Trascrivi la parte del brano sul Ramadan che comincia con "Periodo dedicato al" e va avanti fino a "anche della Cei.".

BRANO SCELTO:
━━━━
Periodo dedicato al digiuno e alla preghiera, anche quest’anno il Ramadan risente delle misure anti-Covid e se l’anno scorso erano stati chiusi tutti i luoghi di culto e i sermoni sono andati via streaming, quest’anno le moschee (come pure le chiese) sono aperte e pertanto le comunità islamiche – spiega Yassine Lafram, presidente dell’Ucoii – non dovranno rinunciare alle cinque preghiere giornaliere. L’unico problema è legato al coprifuoco e così le comunità islamiche hanno deciso di anticipare alle 21.30 (anziché alle 22.30/23) l’ultima preghiera serale. Ai musulmani italiani sono arrivati gli auguri anche della Cei.

Monsignor Spreafico, quale augurio rivolge quest’anno ai musulmani che si apprestano a vivere un mese di preghiera e digiuno?
━━━━
[Estratti di dati]
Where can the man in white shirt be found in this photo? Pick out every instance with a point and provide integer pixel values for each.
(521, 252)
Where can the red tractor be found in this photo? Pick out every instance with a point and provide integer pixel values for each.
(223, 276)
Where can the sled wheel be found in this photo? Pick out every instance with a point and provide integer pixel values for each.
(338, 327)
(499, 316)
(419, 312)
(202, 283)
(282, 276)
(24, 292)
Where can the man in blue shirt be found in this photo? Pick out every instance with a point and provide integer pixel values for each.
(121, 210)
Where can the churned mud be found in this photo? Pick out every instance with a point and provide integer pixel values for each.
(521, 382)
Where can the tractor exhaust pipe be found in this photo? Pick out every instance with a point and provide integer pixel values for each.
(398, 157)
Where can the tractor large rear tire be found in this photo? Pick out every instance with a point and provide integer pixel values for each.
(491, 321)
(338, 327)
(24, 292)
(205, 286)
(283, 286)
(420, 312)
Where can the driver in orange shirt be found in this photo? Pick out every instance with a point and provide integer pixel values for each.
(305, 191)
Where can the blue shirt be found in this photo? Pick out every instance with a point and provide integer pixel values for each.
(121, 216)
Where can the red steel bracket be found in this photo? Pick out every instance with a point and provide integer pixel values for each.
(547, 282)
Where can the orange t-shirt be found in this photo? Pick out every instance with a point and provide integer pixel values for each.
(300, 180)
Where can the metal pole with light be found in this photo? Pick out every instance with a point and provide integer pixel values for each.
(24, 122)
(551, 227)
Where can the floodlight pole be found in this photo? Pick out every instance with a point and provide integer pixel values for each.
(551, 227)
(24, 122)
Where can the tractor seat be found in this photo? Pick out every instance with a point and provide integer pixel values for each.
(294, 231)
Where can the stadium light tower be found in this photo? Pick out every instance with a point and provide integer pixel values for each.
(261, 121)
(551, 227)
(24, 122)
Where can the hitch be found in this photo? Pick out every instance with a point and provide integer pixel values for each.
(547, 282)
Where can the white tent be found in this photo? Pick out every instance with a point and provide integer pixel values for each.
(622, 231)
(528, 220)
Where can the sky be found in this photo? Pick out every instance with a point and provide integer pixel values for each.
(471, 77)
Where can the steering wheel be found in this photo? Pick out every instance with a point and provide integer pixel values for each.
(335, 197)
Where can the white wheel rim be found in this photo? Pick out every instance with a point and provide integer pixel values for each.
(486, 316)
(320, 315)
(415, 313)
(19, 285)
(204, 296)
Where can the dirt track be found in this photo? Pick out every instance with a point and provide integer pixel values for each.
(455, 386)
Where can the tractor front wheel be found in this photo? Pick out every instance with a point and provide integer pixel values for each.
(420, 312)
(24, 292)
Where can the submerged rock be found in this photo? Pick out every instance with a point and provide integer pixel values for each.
━━━━
RISULTATO:
Periodo dedicato al digiuno e alla preghiera, anche quest’anno il Ramadan risente delle misure anti-Covid e se l’anno scorso erano stati chiusi tutti i luoghi di culto e i sermoni sono andati via streaming, quest’anno le moschee (come pure le chiese) sono aperte e pertanto le comunità islamiche – spiega Yassine Lafram, presidente dell’Ucoii – non dovranno rinunciare alle cinque preghiere giornaliere. L’unico problema è legato al coprifuoco e così le comunità islamiche hanno deciso di anticipare alle 21.30 (anziché alle 22.30/23) l’ultima preghiera serale. Ai musulmani italiani sono arrivati gli auguri anche della Cei.